- **EXERCISE PROMPT**:
Report how many lines in the items below contain the string "chest", treating uppercase and lowercase as different. Give only the number.

Records from a dataset:
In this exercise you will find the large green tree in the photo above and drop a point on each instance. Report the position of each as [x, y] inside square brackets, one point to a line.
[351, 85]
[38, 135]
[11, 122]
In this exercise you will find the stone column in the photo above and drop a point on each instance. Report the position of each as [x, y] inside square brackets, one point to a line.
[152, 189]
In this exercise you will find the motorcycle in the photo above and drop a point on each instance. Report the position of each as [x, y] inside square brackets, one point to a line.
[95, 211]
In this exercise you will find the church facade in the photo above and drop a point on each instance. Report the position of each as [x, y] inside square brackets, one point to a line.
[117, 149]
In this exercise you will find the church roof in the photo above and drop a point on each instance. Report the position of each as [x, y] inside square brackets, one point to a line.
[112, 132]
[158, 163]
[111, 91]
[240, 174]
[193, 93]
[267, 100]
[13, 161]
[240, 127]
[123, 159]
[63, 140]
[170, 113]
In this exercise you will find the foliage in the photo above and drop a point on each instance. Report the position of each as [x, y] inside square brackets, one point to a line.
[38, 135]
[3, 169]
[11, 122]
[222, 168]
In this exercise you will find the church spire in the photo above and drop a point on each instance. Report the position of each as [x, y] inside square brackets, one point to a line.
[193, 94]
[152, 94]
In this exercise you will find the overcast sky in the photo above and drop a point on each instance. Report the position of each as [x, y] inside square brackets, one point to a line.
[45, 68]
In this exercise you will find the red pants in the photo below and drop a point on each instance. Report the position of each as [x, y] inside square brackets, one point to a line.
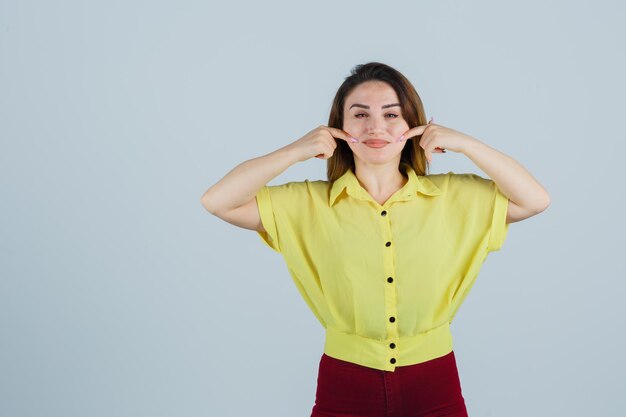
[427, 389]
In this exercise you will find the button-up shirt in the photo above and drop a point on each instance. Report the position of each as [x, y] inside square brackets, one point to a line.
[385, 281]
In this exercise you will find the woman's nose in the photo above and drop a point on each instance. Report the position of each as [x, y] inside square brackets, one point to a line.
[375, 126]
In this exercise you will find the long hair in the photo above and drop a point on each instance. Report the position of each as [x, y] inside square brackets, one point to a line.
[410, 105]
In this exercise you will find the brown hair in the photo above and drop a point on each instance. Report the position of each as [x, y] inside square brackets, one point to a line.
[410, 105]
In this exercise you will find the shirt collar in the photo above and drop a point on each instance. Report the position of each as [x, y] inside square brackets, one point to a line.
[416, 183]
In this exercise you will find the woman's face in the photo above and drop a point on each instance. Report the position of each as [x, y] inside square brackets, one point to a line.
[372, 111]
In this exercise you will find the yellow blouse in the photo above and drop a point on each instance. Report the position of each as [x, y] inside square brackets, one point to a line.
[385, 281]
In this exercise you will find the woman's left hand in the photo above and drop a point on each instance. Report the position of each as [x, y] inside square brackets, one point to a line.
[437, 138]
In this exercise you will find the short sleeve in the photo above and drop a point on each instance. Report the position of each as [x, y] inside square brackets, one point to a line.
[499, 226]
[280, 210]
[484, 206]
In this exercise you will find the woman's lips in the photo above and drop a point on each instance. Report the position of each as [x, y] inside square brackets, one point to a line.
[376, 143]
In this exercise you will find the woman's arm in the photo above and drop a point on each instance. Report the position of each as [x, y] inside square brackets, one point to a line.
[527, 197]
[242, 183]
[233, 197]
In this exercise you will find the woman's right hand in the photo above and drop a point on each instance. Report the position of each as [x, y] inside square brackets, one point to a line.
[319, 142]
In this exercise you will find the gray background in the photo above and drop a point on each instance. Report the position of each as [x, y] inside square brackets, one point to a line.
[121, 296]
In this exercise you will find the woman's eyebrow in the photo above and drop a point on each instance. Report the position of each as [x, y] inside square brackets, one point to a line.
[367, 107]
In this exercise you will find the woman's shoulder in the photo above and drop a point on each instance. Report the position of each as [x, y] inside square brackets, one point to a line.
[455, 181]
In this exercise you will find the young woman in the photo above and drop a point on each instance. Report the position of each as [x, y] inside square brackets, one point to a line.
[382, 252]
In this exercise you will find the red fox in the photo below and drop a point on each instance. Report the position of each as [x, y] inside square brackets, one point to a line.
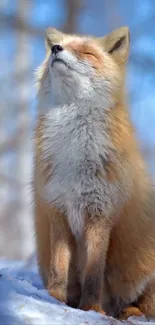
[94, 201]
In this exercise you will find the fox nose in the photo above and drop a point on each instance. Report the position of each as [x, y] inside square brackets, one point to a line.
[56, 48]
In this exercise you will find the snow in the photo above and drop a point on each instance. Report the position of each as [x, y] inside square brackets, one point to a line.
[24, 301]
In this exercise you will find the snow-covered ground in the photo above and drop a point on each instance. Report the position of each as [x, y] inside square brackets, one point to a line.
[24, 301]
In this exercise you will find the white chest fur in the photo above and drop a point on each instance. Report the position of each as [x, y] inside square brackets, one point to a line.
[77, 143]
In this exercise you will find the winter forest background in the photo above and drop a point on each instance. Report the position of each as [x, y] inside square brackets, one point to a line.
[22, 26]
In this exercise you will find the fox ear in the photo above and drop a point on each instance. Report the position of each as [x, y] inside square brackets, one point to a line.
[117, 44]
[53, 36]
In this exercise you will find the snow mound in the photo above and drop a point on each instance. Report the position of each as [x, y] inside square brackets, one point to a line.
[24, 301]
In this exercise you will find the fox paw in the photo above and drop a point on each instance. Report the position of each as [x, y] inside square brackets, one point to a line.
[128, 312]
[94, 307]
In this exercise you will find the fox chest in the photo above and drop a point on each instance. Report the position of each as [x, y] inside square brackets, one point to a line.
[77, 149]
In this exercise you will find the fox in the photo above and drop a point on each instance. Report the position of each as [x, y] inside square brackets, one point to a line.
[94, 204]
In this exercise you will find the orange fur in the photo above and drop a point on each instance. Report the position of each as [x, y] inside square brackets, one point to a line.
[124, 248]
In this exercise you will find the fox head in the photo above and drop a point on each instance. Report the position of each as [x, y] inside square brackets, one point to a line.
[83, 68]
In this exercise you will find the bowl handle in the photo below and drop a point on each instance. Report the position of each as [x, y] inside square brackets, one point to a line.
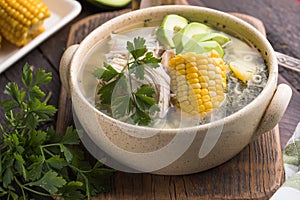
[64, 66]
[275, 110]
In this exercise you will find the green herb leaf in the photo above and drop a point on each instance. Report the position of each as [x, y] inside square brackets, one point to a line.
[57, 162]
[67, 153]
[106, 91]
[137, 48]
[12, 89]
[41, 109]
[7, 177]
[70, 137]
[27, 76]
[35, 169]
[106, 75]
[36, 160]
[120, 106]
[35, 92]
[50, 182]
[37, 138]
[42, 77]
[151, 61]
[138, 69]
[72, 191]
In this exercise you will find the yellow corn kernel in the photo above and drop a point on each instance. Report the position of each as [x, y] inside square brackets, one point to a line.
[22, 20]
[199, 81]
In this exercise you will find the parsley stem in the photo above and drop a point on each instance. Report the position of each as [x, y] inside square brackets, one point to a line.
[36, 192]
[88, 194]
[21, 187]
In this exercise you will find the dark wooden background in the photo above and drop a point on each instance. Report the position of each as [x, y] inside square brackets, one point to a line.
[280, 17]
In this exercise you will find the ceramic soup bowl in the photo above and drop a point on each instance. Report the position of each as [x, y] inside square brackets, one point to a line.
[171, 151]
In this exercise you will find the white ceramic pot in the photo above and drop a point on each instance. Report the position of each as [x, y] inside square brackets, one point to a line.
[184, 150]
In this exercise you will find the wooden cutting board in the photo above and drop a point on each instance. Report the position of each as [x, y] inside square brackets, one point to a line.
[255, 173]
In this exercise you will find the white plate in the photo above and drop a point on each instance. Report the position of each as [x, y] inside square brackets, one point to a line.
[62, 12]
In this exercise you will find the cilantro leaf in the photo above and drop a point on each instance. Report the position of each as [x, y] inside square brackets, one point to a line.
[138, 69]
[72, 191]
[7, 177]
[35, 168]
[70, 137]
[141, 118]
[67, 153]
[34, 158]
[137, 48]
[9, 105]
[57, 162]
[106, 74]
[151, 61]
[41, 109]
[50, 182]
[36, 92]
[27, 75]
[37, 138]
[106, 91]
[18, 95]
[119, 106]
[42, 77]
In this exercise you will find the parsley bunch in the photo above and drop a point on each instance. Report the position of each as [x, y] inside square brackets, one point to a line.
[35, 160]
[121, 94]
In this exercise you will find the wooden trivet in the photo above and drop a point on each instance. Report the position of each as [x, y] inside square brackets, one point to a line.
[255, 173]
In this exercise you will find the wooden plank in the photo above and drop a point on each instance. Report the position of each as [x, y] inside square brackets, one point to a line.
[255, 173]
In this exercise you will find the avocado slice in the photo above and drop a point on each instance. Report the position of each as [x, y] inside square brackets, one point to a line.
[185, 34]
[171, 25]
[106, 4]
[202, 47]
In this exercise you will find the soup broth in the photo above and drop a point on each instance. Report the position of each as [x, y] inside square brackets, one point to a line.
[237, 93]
--
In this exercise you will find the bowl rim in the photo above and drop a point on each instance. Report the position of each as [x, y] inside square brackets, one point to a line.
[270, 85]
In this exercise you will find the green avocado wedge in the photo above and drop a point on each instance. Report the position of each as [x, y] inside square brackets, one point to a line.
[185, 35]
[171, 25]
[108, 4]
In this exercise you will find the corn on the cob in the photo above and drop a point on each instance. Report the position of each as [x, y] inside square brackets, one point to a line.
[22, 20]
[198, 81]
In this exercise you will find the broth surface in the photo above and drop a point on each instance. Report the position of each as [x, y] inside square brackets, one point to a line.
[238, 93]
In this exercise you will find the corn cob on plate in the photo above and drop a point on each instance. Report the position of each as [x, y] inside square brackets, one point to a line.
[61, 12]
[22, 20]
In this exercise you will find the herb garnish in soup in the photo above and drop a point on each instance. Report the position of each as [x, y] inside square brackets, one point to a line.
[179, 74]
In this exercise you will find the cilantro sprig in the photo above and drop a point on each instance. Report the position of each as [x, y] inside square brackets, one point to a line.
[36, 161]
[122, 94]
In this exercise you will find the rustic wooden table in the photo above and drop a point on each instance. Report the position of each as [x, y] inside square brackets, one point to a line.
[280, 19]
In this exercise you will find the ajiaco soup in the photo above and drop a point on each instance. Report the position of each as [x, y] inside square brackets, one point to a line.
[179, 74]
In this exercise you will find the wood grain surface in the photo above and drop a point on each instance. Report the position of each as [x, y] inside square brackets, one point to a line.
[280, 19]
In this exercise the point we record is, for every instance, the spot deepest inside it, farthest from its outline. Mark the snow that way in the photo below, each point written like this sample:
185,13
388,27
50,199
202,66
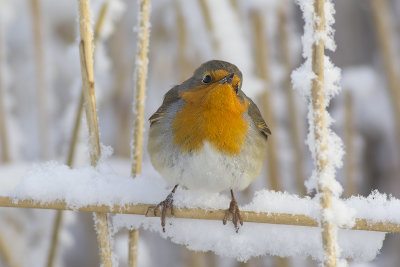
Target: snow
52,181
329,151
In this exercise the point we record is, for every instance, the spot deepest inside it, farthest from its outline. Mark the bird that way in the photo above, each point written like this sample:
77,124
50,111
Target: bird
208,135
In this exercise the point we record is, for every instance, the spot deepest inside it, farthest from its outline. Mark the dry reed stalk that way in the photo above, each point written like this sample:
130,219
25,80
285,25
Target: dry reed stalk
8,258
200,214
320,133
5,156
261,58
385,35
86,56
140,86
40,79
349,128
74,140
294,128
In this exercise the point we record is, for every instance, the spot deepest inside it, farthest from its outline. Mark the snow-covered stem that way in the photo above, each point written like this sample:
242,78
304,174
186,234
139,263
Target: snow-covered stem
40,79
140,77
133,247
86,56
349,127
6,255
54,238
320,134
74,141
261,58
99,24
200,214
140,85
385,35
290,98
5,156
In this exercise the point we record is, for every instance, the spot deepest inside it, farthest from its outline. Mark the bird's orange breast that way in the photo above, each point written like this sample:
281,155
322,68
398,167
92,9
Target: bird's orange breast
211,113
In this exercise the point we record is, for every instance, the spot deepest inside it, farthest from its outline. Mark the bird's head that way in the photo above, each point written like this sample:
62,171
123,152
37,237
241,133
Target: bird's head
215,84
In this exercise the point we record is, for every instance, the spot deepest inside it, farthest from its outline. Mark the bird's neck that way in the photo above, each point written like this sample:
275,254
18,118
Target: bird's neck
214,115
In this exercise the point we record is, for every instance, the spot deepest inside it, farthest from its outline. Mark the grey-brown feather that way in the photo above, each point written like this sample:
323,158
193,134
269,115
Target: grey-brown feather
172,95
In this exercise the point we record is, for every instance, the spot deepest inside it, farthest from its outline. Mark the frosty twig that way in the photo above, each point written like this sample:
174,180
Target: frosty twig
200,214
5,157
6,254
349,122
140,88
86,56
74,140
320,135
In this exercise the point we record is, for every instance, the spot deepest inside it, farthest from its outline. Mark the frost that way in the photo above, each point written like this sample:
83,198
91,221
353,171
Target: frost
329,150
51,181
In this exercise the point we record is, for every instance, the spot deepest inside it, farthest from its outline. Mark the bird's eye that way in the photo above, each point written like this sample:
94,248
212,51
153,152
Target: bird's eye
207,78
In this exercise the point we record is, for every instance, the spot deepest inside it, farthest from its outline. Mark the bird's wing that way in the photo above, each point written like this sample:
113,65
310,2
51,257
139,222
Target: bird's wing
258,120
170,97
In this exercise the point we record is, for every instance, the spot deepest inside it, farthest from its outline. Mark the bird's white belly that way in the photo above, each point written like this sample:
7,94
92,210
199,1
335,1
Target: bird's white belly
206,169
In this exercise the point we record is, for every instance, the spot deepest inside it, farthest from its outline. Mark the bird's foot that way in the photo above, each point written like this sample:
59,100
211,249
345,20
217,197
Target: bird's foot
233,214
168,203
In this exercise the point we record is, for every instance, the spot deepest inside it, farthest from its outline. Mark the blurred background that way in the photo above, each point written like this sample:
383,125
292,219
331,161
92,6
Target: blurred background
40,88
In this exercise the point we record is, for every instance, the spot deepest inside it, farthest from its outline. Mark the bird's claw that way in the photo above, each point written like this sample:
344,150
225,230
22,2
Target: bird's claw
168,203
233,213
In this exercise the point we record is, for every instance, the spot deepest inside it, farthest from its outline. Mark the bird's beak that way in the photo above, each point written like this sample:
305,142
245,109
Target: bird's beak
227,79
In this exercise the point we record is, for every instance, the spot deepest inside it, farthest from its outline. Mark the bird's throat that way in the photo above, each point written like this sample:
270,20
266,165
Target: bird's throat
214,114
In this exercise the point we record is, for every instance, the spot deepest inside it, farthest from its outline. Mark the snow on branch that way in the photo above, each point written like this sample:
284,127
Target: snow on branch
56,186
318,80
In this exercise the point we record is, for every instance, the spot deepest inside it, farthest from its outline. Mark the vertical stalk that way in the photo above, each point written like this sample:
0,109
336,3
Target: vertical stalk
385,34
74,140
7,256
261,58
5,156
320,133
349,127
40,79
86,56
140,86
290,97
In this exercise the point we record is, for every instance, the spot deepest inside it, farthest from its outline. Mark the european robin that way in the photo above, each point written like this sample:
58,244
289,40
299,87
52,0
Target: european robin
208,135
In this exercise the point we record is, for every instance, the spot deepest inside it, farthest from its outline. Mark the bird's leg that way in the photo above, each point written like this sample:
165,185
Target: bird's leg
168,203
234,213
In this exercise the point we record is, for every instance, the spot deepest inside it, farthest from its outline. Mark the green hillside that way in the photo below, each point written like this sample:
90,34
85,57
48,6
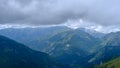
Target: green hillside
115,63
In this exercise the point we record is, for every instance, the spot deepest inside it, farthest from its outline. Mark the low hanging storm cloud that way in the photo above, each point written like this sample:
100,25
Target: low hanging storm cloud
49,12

- **THE REPLY**:
2